#### [MATERIALS PROVIDED]
+ + + +
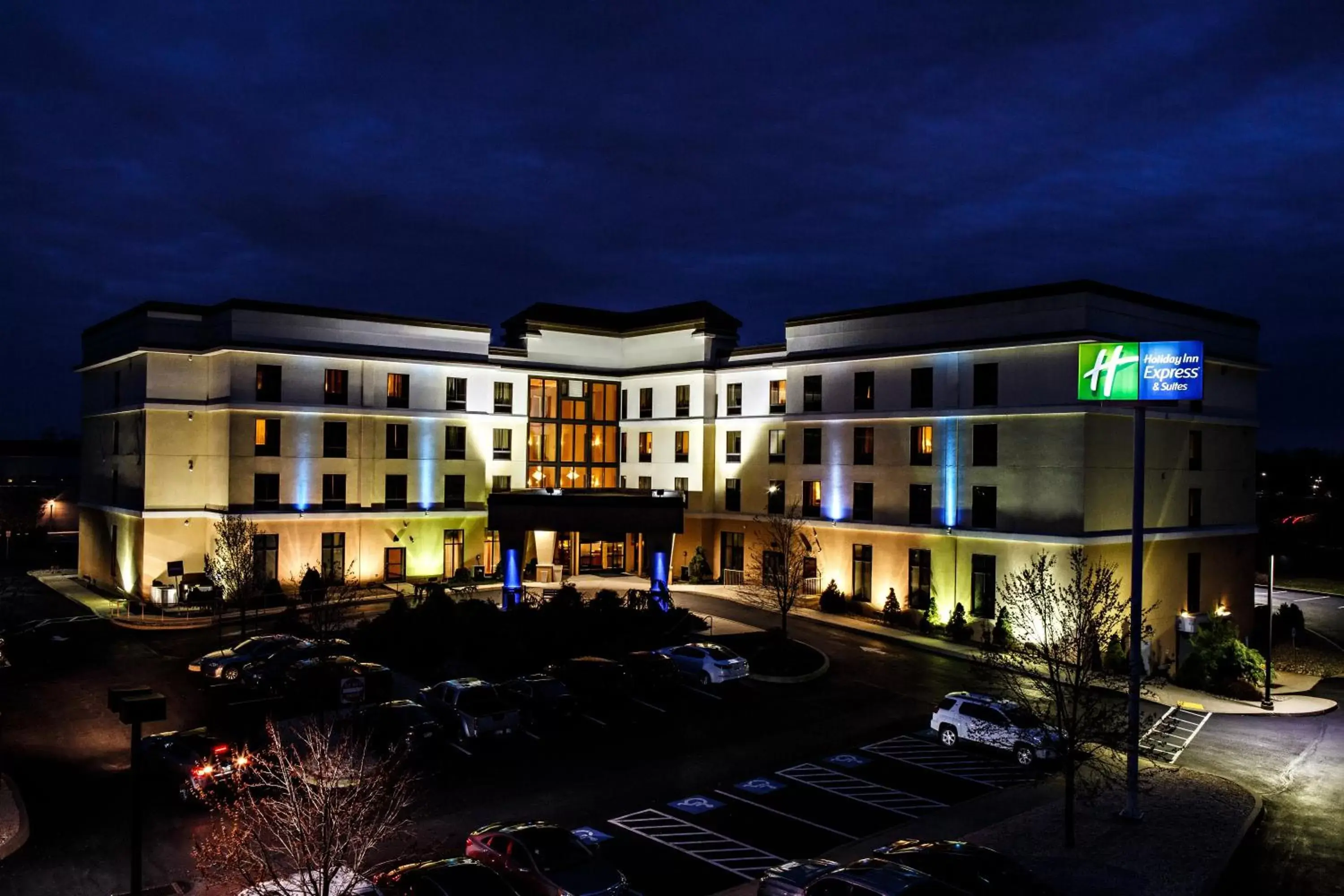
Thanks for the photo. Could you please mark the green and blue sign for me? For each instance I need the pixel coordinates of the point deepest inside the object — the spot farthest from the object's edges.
(1140, 371)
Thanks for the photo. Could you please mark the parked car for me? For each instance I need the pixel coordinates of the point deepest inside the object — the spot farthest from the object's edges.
(866, 878)
(191, 765)
(979, 718)
(539, 698)
(707, 663)
(444, 878)
(541, 859)
(472, 708)
(975, 870)
(228, 664)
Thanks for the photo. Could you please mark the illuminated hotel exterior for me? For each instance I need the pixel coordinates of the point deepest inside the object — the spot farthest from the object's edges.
(935, 445)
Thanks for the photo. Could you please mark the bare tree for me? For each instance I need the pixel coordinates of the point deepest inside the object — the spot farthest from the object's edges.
(319, 808)
(1053, 667)
(232, 563)
(777, 564)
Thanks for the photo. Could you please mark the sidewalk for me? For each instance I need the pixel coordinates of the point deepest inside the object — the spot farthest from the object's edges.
(1288, 698)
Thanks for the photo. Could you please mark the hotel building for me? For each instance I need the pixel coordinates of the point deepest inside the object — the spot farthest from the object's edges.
(933, 445)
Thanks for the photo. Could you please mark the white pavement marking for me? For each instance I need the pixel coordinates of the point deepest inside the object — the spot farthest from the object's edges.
(859, 790)
(699, 843)
(799, 818)
(949, 762)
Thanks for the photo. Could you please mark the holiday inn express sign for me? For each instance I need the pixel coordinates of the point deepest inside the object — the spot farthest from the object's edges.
(1140, 371)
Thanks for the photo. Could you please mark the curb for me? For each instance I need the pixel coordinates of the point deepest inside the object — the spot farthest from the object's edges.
(21, 837)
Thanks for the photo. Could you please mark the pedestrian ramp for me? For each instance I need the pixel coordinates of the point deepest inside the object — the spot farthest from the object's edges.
(1175, 731)
(722, 852)
(935, 757)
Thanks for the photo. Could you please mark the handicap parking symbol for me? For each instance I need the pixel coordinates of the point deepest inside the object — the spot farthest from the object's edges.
(695, 805)
(760, 786)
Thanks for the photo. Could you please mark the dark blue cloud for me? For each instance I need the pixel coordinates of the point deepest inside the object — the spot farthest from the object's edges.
(463, 160)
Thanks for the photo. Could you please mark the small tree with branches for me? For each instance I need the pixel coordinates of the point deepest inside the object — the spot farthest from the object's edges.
(1055, 672)
(777, 564)
(319, 808)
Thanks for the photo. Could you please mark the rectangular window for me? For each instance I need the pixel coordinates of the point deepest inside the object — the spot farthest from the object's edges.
(984, 445)
(984, 507)
(921, 447)
(983, 586)
(776, 454)
(812, 445)
(334, 556)
(394, 491)
(734, 447)
(733, 496)
(456, 394)
(921, 388)
(986, 385)
(812, 394)
(268, 382)
(921, 504)
(863, 501)
(334, 439)
(865, 390)
(921, 578)
(455, 491)
(812, 499)
(267, 491)
(682, 447)
(398, 440)
(268, 439)
(863, 440)
(455, 443)
(334, 491)
(398, 390)
(336, 388)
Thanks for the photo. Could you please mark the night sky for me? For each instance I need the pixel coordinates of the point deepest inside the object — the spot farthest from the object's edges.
(463, 160)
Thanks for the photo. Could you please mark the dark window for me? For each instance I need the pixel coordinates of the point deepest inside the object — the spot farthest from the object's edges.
(398, 390)
(984, 445)
(811, 394)
(268, 439)
(983, 586)
(984, 385)
(733, 496)
(398, 439)
(921, 388)
(456, 394)
(455, 491)
(267, 491)
(921, 504)
(268, 382)
(336, 388)
(984, 512)
(455, 443)
(863, 501)
(863, 440)
(865, 392)
(334, 491)
(334, 439)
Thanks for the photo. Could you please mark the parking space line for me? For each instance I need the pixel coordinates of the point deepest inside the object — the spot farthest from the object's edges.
(699, 843)
(799, 818)
(859, 790)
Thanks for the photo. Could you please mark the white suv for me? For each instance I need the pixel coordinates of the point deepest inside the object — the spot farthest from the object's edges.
(992, 722)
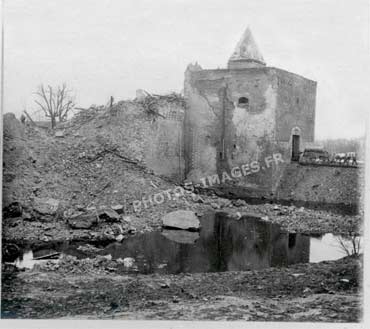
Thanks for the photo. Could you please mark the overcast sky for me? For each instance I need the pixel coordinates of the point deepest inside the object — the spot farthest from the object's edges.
(113, 47)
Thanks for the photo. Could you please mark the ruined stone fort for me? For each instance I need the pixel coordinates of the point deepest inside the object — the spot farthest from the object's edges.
(247, 120)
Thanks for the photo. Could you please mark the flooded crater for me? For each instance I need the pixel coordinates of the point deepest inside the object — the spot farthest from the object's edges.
(222, 244)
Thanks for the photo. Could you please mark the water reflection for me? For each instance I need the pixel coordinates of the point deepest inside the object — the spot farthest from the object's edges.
(222, 245)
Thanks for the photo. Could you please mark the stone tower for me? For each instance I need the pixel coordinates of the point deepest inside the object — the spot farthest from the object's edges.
(241, 115)
(246, 53)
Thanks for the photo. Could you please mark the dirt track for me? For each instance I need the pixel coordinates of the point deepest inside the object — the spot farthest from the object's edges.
(326, 291)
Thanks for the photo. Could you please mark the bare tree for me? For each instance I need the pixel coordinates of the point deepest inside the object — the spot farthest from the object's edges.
(55, 103)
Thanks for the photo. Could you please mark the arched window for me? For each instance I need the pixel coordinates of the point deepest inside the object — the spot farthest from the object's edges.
(243, 102)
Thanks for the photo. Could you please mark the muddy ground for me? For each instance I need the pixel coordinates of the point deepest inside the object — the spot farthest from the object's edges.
(95, 288)
(326, 291)
(77, 172)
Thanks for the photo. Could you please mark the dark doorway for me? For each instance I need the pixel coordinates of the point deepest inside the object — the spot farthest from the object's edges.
(295, 148)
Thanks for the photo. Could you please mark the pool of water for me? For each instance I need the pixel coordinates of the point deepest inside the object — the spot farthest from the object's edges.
(222, 244)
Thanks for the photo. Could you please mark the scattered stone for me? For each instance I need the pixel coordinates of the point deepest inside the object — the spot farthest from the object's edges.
(181, 236)
(236, 216)
(127, 219)
(12, 210)
(181, 219)
(215, 205)
(59, 134)
(46, 206)
(82, 220)
(128, 262)
(239, 203)
(118, 208)
(109, 215)
(119, 238)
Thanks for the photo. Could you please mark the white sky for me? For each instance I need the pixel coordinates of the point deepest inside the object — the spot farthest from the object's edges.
(113, 47)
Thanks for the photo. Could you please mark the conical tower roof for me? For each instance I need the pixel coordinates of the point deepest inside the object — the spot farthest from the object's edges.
(247, 51)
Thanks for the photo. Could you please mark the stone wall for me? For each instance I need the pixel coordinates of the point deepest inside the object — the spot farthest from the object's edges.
(242, 116)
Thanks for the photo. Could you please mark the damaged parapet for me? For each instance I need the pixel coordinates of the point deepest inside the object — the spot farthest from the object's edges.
(246, 53)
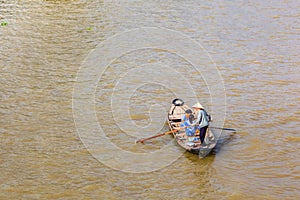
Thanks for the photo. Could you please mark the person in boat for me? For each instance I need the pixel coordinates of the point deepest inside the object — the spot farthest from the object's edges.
(187, 123)
(201, 121)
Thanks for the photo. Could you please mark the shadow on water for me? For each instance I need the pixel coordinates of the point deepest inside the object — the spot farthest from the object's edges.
(225, 137)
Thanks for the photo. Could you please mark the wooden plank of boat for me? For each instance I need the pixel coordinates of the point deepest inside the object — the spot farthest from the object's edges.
(191, 144)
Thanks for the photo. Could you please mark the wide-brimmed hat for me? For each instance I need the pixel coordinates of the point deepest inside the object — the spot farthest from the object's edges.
(198, 105)
(188, 111)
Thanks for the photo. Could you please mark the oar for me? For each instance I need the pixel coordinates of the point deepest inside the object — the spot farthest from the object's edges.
(155, 136)
(226, 129)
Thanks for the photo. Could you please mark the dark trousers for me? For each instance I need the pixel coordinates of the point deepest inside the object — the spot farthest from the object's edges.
(203, 133)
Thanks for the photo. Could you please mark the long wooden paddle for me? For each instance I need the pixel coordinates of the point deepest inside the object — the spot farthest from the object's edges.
(142, 140)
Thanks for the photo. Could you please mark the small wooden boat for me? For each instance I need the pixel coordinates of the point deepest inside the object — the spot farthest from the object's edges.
(190, 143)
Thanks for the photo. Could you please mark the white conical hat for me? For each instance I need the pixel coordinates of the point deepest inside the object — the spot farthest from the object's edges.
(198, 105)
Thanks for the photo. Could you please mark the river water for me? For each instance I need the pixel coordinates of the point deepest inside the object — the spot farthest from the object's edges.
(254, 46)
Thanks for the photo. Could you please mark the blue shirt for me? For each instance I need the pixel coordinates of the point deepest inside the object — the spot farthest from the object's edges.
(189, 129)
(201, 119)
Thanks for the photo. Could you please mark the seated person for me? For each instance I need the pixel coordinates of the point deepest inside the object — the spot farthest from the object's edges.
(187, 122)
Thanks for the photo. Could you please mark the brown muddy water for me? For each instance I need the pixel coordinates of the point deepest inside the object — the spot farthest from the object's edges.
(254, 53)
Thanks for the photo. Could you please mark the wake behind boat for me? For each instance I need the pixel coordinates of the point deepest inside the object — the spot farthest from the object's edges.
(190, 143)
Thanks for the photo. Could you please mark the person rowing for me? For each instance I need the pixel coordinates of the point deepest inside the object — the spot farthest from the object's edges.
(187, 122)
(201, 121)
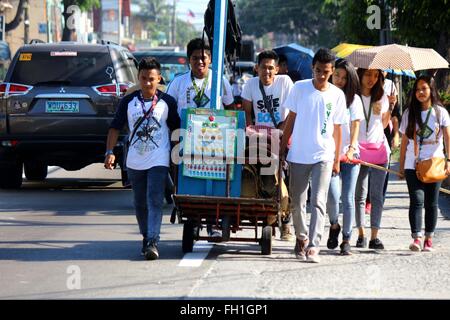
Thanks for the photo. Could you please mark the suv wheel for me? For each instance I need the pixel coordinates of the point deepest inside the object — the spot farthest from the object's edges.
(35, 171)
(11, 175)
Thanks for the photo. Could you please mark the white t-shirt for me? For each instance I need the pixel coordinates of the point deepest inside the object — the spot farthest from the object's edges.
(428, 150)
(150, 145)
(374, 133)
(182, 89)
(276, 93)
(388, 87)
(316, 114)
(354, 112)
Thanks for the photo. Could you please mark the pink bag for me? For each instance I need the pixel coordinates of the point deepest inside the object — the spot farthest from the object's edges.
(374, 153)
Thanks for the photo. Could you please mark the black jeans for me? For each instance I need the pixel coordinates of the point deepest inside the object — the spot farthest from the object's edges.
(422, 195)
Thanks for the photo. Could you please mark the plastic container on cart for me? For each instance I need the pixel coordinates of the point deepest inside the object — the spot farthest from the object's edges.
(210, 139)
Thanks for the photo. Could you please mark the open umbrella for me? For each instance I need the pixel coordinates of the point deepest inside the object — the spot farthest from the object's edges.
(394, 56)
(343, 50)
(299, 59)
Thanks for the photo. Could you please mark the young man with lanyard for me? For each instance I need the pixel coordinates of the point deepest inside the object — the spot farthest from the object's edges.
(193, 88)
(151, 115)
(264, 95)
(317, 110)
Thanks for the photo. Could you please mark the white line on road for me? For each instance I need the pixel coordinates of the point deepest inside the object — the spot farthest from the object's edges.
(195, 258)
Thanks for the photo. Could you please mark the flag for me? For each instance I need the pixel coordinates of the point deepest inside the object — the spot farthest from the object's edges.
(191, 14)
+ + + +
#### [EXERCISE DETAILS]
What is needed is a word-for-word restatement of every line from the one with "Thanks for the photo. Could you please mark the white line" to the end of the entries above.

#### [EXERCISE SOLUTION]
Thanks for the photo. Could you please mark the white line on road for me? For each instance I need the pixel coordinates of the point deepest inside the object — the spot farthest from the object's edges.
(195, 258)
Thanks for the photo. Could you please mark the flag for me? For each instance I need the pixel coordinates of the point deepest inside the object — the spot farthest from the object's edges.
(191, 14)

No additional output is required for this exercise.